--- READING PASSAGE ---
● ● ●
I like the question very much.

First, let me mention briefly that the question has a flaw in the quantifier order, since you have first fixed the theory $\Gamma$ and then ask for a cardinal $\kappa$ such that if all subtheories $\Delta\subset\Gamma$ of size at most $\kappa$ are consistent, then $\Gamma$ is consistent. This is trivially affirmative, since we may simply let $\kappa=|\Gamma|$, in which case $\Delta=\Gamma$ is one of the allowed subtheories.

The actual question here is the following (and note that I replace your $\leq\kappa$ with $\lt\kappa$, since this is how one usually frames it with weakly and strongly compact cardinals):

Question. Is there are a cardinal $\kappa$ such that if $\Gamma$ is any $L_{\omega_1,\omega}$ theory in any signature, and every $\kappa$-small subtheory is consistent, then $\Gamma$ is consistent?

Let us call this property the $\kappa$-compactness property for $L_{\omega_1,\omega}$. Just to be clear, $L_{\omega_1,\omega}$ is the infinitary language in which one is allowed to form countable conjunctions and disjunctions, but still only finitely many quantifiers at a time. Meanwhile, $L_{\kappa,\lambda}$ allows conjunctions and disjunctions of size less than $\kappa$ and blocks of quantifiers of size less than $\lambda$. One instinctively thinks of the following large cardinals:

  • A cardinal $\kappa$ is weakly compact if and only if it is uncountable and $L_{\kappa,\kappa}$ has the $\kappa$-compactness property for theories in a language of size at most $\kappa$.

  • A cardinal $\kappa$ is strongly compact if and only if it is uncountable and $L_{\kappa,\kappa}$ has the $\kappa$-compactness property for any theory without any size restriction.

One crucial difference between $L_{\omega_1,\omega}$ and $L_{\kappa,\kappa}$ or even $L_{\omega_1,\omega_1}$ is that in $L_{\omega_1,\omega_1}$, one can express the assertion that a relation is well-founded, since you can say that it has no infinite descending sequence. This does not seem possible to express in $L_{\omega_1,\omega}$, because one can quantify only finitely many variables at a time.

Theorem. If $\kappa$ is strongly compact, then $L_{\omega_1,\omega}$ has the $\kappa$-compactness property.

Proof. This is immediate, since any $L_{\omega_1,\omega}$ theory is also a $L_{\kappa,\kappa}$ theory. QED

Theorem. If $L_{\omega_1,\omega}$ has the $\kappa$-compactness property, then there is a measurable cardinal.
● ● ●
--- AIM 1 ---
In the passage on compactness for infinitary logic, what assertion about a relation can be expressed in $L_{\omega_1,\omega_1}$ but apparently not in $L_{\omega_1,\omega}$?
--- AIM 2 ---
Carry on the passage on compactness for infinitary logic, starting right after its final sentence.
● ● ●
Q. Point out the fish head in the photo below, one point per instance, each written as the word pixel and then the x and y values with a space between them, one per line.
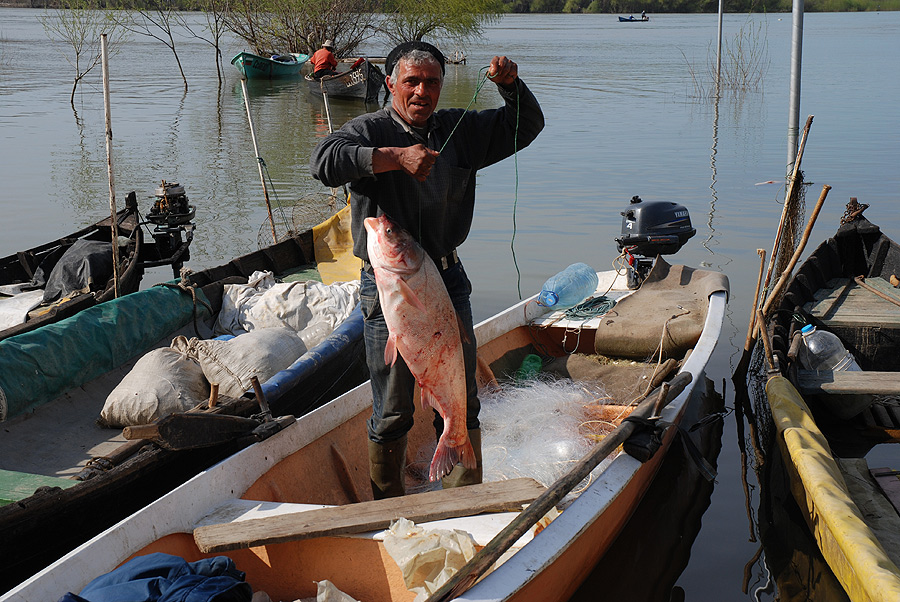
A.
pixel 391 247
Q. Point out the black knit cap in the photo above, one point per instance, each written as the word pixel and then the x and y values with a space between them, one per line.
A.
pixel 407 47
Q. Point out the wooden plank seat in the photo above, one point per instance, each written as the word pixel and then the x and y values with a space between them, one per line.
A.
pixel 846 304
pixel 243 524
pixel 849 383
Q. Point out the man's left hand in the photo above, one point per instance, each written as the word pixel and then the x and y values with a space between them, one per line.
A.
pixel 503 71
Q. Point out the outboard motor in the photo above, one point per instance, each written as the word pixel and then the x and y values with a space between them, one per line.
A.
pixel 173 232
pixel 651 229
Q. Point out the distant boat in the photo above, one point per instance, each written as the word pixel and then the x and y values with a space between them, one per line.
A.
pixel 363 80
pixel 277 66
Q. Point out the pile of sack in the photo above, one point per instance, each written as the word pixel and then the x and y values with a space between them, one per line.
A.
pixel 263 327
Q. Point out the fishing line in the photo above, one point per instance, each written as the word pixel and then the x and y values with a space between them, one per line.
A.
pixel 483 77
● ● ●
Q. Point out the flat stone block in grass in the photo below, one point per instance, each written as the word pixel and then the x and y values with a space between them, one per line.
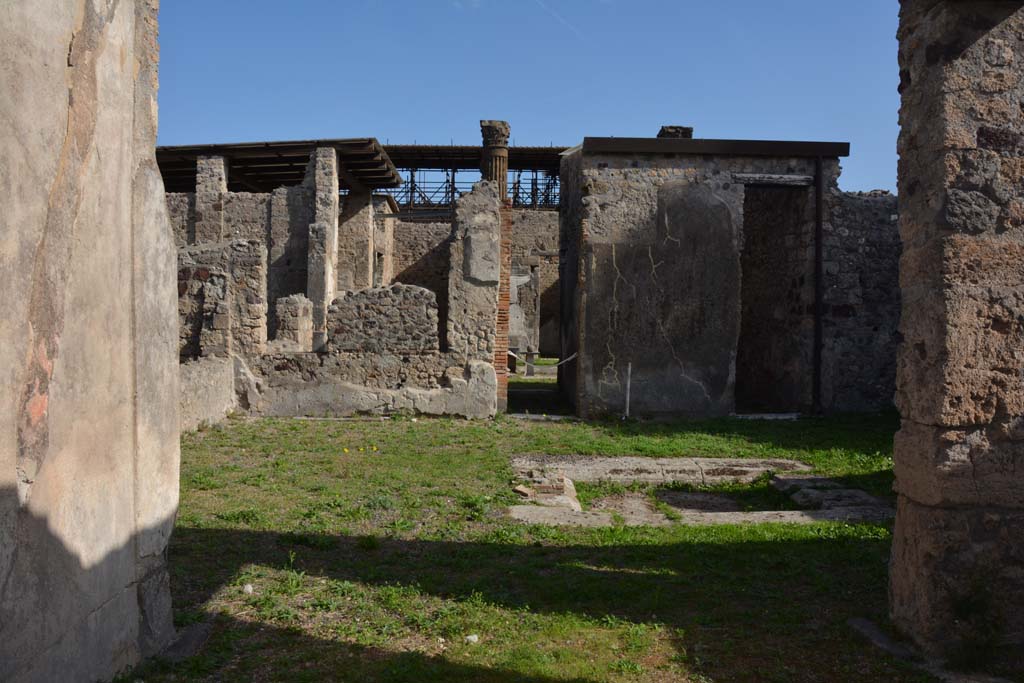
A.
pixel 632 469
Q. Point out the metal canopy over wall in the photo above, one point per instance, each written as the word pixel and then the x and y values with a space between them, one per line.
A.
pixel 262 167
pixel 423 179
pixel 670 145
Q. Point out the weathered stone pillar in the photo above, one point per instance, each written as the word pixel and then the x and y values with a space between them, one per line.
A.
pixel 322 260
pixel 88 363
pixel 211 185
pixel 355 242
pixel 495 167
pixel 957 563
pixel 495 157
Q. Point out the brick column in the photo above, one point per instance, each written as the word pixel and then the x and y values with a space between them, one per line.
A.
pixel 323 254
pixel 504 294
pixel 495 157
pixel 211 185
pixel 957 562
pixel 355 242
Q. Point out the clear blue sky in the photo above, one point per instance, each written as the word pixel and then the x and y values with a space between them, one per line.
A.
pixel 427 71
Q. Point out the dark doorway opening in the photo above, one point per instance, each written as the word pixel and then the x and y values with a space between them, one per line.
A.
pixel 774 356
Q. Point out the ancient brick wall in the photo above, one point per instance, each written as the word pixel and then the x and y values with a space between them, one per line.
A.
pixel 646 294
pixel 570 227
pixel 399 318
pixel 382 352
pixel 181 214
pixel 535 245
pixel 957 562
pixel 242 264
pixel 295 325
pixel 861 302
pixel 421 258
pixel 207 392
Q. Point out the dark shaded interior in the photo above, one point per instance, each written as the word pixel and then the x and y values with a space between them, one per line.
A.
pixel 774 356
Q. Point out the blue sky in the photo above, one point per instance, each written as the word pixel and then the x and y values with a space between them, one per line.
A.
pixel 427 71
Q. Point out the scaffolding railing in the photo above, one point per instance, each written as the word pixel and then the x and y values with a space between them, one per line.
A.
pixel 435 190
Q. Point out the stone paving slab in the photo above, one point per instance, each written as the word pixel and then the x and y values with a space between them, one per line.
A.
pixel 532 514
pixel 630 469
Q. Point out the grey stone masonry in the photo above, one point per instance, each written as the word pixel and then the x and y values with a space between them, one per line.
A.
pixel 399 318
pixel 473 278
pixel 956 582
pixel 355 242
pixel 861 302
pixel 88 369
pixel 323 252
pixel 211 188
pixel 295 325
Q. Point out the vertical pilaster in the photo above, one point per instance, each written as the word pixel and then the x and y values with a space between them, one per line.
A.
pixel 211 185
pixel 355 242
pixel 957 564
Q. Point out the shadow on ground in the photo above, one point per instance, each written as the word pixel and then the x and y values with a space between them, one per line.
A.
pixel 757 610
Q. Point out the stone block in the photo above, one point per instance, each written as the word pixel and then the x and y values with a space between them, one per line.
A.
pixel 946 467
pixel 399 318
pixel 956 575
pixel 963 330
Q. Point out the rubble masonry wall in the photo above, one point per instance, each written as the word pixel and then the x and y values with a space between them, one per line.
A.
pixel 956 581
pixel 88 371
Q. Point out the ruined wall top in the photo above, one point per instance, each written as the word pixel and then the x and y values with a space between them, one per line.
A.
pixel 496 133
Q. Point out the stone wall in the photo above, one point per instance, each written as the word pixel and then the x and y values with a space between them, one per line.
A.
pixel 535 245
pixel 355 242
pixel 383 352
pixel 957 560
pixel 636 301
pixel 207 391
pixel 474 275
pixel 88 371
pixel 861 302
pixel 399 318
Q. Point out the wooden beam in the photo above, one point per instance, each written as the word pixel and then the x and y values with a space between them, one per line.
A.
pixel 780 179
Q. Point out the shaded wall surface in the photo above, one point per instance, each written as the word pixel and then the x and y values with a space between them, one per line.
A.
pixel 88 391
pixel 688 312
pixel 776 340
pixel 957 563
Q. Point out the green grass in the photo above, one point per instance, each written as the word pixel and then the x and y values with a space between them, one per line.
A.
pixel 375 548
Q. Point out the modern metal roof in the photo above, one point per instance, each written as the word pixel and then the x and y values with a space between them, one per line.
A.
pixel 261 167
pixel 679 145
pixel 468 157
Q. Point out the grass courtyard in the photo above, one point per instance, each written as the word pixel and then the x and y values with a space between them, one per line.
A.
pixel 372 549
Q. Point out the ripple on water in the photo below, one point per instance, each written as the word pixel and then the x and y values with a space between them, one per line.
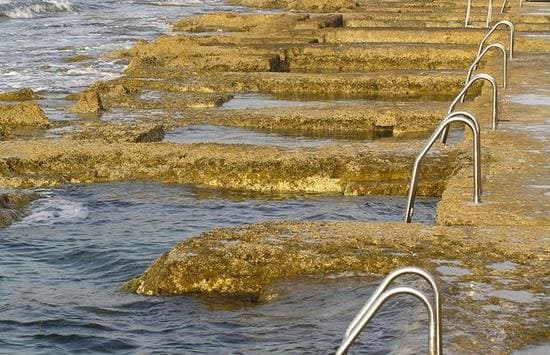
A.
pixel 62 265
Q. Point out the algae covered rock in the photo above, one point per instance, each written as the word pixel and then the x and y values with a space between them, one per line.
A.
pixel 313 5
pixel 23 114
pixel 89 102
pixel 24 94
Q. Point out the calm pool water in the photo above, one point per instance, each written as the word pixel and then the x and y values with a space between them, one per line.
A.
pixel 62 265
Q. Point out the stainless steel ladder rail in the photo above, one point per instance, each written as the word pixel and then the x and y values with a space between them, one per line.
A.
● ● ●
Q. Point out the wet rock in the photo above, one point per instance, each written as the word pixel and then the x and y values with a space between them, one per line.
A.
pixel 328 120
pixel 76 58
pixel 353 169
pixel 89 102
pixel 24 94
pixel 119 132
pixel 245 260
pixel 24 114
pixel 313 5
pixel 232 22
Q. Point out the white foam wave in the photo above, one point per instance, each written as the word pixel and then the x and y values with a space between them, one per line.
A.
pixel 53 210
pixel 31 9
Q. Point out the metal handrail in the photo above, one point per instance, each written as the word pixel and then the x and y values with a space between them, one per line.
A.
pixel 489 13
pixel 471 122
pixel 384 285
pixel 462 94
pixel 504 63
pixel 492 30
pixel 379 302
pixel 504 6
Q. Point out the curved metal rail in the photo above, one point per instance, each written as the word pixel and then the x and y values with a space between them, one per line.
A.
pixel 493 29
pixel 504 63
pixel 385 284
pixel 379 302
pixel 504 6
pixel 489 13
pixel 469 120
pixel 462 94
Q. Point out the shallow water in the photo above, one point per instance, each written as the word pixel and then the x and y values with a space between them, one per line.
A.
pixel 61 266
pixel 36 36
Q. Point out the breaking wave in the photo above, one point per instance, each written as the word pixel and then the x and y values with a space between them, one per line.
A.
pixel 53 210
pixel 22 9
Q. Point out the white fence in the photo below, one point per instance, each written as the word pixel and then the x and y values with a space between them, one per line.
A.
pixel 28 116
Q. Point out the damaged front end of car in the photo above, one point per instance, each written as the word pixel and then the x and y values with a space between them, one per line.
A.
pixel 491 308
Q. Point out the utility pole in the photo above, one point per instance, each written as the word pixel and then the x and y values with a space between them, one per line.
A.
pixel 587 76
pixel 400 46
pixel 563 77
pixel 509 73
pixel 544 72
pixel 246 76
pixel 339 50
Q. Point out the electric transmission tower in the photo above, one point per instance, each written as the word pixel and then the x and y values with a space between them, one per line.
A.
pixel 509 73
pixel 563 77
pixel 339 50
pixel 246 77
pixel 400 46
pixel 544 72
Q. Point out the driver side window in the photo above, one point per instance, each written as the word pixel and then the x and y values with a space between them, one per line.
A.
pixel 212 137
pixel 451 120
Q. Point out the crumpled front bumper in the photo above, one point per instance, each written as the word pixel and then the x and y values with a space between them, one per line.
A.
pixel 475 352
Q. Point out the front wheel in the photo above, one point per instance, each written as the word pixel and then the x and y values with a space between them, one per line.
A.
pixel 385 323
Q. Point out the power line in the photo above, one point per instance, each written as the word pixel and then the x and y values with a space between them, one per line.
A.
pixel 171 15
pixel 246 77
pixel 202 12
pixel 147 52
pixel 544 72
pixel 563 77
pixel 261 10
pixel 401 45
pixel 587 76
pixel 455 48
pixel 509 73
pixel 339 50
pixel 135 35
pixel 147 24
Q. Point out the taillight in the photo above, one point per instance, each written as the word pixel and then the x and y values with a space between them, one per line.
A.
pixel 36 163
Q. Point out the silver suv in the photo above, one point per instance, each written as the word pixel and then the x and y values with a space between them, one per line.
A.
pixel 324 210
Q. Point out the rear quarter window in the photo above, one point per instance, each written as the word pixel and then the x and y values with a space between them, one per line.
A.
● ● ●
--- TASK RESPONSE 1 ---
That the relation is well-founded, meaning it has no infinite descending sequence.

--- TASK RESPONSE 2 ---
Proof. Suppose that $L_{\omega_1,\omega}$ has the $\kappa$-compactness property. Let $\Gamma$ be the theory including the following assertions:

  • the full $L_{\omega_1,\omega}$ diagram of the structure $\langle \kappa,\in,\hat A\rangle_{A\subset \kappa}$, in the language with a predicate $\hat A$ for each $A\subset\kappa$ and constants $\hat\alpha$ for each $\alpha\in\kappa$.
  • the assertions $c\neq \hat\alpha$ for each $\alpha\in\kappa$.

Note that any $\kappa$-small subtheory of $\Gamma$ is consistent, since we may interpret $c$ inside $\kappa$ if only fewer than $\kappa$ many $\alpha$ are excluded. So by the $\kappa$-compactness property, $\Gamma$ has a model $\langle M,\hat\in,\hat A^M\rangle$. Let $U$ be the set of $A$ for which $M\models c\in\hat A$. This $U$ is an ultrafilter and it is countably complete, since the assertions $(\forall x. \bigwedge_n x\in A_n)\to x\in A$, whenever $A=\cap A_n$, are part of $\Gamma$. It is nonprincipal since $c\neq \hat\alpha$ for any $\alpha$. So there is a countably complete nonprincipal ultrafilter, and hence there is a measurable cardinal, since the degree of completeness of such an ultrafilter is always measurable. QED

In particular, the hypothesis is strictly stronger than a weakly compact cardinal.

I'm not yet sure of the exact strength, but I'm inclined to think it is equiconsistent with a strongly compact cardinal, in light of the following observation:

Theorem. If $\kappa$ is the least measurable cardinal, then $L_{\omega_1,\omega}$ has the $\kappa$-compactness property if and only if $\kappa$ is strongly compact.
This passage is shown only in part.